Written instruction
Please pull out every line of the items below that contains the word "portable", copying each line in full. Matching is case-sensitive.

┄┄┄┄┄┄┄┄┄┄

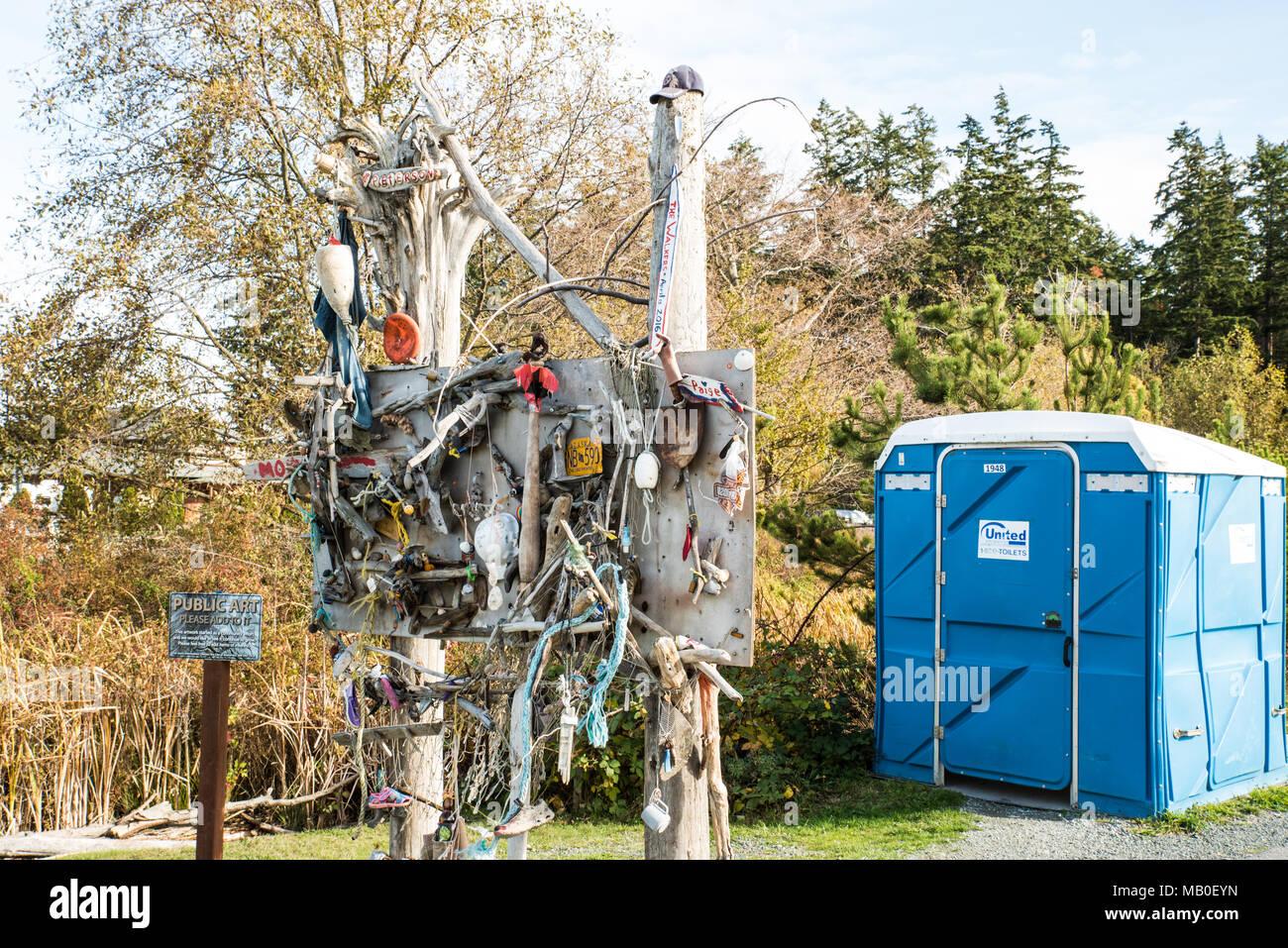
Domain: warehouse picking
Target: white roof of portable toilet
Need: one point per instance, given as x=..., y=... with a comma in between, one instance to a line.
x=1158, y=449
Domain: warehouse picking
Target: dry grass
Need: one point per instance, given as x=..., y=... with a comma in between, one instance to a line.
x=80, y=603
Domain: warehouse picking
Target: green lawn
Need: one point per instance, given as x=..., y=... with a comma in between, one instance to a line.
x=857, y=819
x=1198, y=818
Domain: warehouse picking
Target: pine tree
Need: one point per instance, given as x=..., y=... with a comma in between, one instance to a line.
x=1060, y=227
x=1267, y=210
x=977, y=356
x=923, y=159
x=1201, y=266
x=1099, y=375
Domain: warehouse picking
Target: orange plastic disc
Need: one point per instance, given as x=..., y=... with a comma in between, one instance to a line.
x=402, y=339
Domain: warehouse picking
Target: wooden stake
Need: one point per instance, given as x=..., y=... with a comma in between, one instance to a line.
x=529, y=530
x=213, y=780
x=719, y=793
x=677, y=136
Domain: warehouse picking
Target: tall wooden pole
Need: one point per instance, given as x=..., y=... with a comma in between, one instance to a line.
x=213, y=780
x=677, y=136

┄┄┄┄┄┄┄┄┄┄

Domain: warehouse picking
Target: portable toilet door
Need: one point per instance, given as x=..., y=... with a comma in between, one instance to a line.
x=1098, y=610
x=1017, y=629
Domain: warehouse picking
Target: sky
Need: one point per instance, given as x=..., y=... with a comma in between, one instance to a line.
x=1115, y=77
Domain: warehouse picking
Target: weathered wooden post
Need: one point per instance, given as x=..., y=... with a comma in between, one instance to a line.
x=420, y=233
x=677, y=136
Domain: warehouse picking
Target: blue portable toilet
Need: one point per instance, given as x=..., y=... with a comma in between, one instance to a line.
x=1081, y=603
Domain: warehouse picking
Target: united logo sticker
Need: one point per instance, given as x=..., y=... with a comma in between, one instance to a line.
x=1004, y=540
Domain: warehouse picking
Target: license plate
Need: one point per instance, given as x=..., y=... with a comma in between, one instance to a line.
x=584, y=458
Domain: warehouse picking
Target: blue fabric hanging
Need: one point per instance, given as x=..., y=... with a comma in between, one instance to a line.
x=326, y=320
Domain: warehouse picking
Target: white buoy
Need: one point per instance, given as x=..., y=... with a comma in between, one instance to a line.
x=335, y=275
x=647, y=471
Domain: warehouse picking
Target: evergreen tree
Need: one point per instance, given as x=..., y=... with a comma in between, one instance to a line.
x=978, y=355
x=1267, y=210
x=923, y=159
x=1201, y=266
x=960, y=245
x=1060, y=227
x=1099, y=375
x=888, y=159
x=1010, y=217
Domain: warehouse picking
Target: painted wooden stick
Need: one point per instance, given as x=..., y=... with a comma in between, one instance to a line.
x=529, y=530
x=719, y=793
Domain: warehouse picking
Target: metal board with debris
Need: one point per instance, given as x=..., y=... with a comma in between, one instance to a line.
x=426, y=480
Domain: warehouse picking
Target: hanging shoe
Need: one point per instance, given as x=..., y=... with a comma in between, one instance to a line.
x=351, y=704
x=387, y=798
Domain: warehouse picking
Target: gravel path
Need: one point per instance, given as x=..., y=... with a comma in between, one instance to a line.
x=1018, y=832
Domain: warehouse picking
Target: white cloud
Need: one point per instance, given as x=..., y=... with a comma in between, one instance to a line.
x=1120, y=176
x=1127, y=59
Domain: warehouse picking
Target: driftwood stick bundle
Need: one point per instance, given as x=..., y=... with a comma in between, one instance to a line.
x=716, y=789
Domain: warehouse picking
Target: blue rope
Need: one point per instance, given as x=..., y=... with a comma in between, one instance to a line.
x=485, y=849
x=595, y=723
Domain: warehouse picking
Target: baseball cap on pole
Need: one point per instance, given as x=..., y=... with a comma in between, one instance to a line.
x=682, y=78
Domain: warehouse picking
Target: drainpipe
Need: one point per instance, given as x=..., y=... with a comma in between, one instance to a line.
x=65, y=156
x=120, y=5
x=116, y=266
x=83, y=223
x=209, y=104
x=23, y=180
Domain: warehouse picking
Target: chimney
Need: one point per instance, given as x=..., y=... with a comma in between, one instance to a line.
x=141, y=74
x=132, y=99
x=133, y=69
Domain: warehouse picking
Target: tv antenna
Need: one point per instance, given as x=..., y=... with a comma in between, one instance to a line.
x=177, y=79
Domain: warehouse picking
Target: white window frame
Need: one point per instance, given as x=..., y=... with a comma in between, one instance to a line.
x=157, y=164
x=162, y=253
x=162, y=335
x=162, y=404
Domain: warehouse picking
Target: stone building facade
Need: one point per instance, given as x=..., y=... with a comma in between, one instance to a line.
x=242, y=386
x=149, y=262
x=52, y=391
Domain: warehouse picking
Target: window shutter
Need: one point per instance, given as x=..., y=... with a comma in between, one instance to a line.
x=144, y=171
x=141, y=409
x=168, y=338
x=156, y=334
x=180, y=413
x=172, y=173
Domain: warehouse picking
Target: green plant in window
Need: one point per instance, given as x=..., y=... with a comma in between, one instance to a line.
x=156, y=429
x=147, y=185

┄┄┄┄┄┄┄┄┄┄

Problem solution
Target: white roof of portable toilet
Target: portable toilet door
Target: blue portable toilet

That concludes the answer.